■ What this task involves:
Every line below that holds "compact" must be copied.

━━━━━━━━━━━━━━━━━━━━━━━━━━━━━━

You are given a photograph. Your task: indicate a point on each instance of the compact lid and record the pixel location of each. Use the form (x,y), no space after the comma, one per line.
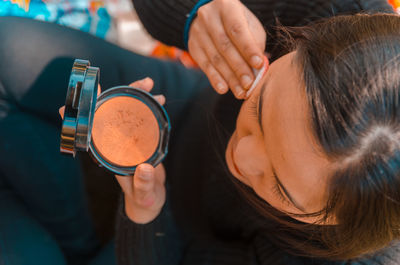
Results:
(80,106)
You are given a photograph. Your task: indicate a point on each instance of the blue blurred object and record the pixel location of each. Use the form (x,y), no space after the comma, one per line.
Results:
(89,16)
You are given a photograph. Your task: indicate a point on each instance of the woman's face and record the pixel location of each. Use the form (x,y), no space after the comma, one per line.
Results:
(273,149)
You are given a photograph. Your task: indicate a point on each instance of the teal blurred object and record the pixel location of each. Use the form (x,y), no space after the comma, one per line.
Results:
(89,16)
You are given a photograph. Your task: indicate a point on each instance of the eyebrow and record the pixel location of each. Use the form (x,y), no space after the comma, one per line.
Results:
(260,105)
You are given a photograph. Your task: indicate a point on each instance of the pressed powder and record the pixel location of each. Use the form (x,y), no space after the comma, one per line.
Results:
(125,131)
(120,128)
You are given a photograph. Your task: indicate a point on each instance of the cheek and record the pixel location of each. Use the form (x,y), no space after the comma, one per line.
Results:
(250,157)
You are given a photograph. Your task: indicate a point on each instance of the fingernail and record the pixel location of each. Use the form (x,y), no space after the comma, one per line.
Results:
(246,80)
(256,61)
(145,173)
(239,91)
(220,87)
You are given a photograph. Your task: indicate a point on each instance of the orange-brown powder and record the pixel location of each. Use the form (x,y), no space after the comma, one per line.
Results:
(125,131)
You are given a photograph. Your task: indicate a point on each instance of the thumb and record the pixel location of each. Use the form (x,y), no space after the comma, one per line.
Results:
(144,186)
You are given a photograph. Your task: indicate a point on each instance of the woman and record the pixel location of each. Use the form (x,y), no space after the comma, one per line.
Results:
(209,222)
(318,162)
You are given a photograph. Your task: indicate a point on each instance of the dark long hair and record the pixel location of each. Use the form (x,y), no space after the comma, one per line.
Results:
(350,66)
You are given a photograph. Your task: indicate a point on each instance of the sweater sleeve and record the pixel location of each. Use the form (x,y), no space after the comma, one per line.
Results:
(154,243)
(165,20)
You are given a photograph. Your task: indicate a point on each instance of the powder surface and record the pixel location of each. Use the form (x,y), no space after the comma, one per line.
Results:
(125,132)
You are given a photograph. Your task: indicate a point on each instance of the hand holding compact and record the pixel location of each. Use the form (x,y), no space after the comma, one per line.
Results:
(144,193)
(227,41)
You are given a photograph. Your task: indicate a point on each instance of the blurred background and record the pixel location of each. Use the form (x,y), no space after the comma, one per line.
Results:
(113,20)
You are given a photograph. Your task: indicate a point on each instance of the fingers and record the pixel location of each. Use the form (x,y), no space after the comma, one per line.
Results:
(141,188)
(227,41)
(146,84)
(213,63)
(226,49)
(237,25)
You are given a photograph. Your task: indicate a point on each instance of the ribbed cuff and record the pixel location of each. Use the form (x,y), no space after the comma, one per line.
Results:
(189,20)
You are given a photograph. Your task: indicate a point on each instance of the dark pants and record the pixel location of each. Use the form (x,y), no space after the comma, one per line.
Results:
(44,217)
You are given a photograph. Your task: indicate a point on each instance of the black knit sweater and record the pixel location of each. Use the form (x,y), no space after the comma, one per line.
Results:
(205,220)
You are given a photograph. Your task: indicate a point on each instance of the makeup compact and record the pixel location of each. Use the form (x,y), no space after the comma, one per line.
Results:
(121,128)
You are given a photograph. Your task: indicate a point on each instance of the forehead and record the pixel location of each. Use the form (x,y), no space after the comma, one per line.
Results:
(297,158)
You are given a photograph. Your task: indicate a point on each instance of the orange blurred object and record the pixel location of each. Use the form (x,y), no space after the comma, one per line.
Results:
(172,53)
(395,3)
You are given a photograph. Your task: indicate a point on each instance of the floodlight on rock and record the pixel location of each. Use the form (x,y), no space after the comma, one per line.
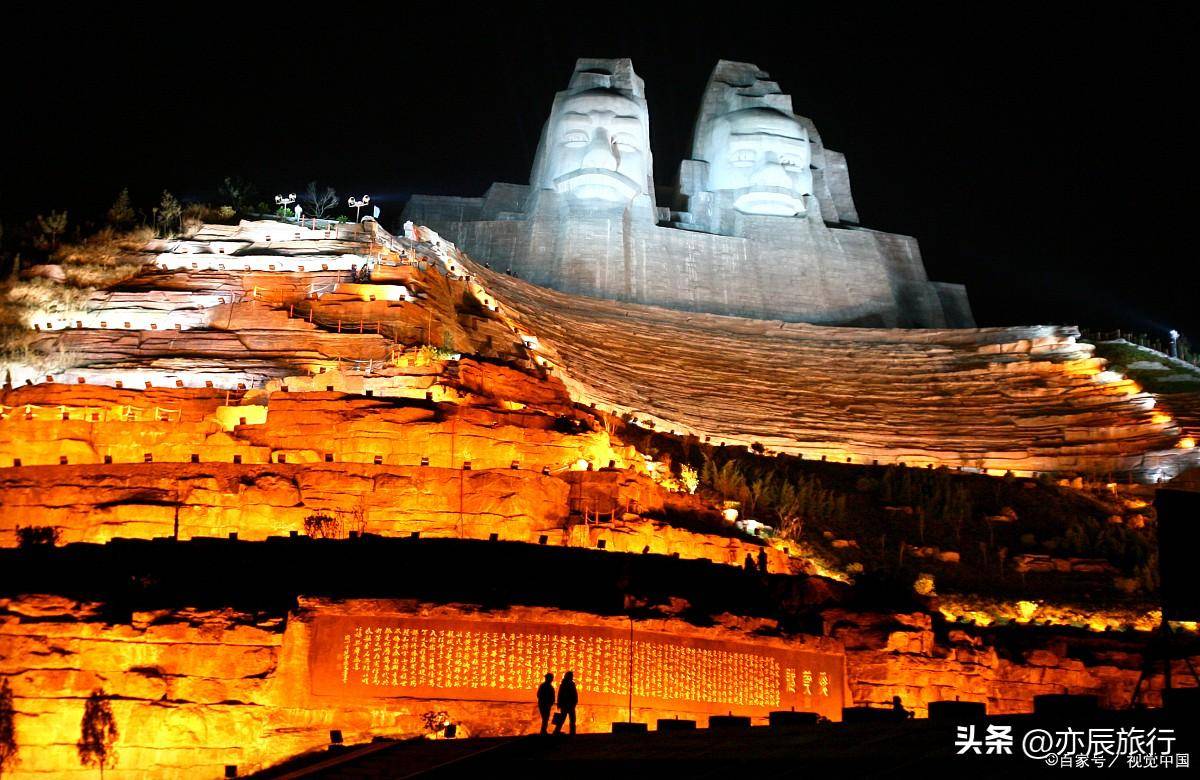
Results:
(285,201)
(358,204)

━━━━━━━━━━━━━━━━━━━━━━━━━━━━━━

■ Solution:
You are given a photograph. Your task: indicate a point on each instance of the compact lid and record the pixel location of each. Use the form (x,y), no space after the comma, one per line.
You are given a photograph. Your task: indicate a point on each instance of the hand holding compact and record the pixel location of each. Use the form (x,y), no space after the comma, one per line.
You are given a photograph. Your task: indicate a point on each instance of the makeup compact and record the pixel location of each. Use the form (x,y), no space after the comma, one per line.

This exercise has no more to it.